Data supplied:
--- BEGIN ---

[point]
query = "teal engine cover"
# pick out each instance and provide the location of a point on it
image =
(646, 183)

--- END ---
--- BEGIN ---

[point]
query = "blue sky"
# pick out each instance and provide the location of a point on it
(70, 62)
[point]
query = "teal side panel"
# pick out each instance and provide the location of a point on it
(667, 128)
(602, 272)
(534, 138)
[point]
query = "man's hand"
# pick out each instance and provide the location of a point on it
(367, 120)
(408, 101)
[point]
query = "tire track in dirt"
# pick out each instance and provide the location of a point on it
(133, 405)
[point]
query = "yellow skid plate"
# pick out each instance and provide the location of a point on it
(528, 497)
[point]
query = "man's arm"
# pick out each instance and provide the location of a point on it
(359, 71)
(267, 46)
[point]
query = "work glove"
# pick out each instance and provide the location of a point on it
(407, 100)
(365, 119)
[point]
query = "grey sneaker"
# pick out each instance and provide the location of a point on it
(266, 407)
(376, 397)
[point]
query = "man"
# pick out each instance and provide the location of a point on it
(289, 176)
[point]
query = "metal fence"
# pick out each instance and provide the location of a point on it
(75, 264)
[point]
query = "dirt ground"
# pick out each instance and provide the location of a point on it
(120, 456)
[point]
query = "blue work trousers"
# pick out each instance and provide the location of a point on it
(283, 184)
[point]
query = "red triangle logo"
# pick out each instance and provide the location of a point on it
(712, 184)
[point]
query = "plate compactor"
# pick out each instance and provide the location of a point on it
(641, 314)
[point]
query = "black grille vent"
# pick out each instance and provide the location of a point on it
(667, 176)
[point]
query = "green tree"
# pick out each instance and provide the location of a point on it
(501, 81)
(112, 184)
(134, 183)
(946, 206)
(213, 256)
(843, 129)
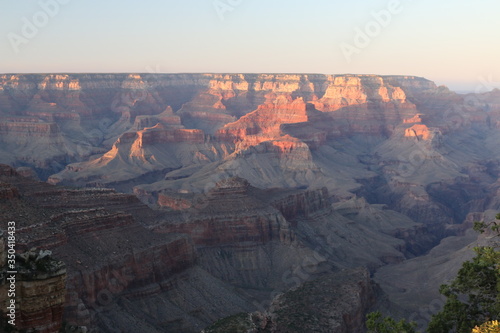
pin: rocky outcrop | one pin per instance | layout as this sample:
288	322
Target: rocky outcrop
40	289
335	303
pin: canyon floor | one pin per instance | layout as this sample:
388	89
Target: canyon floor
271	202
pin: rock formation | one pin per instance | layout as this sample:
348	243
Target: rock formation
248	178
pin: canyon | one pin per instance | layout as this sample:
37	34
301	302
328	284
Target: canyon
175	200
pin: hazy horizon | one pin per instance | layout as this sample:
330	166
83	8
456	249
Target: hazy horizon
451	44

--- END ---

Request:
Identify every line in the rows above that contains the string "sample" and copy each such line. Case counts.

Solution for this exercise:
pin: rocky outcrop | one pin per instance | layout as this sample:
pin: canyon floor | one pin per instance | layout as this sample:
pin: rock formation | one pin per instance | layout as this sample:
pin: canyon | one pin per instance | layout as this sample:
pin: hazy horizon | one pin per instance | layout as this sample:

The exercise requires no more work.